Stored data
^^^^

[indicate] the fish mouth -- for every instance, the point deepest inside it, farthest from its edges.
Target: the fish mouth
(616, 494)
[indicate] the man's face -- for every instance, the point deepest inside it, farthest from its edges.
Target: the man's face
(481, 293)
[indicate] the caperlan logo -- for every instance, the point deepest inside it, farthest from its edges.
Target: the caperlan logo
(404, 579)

^^^^

# [Your assignment]
Would you write down every record again, exactly?

# [Exercise answer]
[indicate] the fish mouth -- for every instance, the point deepest inside it, farthest from its edges.
Target: the fish mouth
(616, 494)
[indicate] the man's face -- for every instance, the point deepest inside it, farthest from its edges.
Target: the man's face
(481, 293)
[indicate] the caperlan logo -- for every instance, the point deepest inside it, farthest from its edges.
Target: the caperlan logo
(404, 579)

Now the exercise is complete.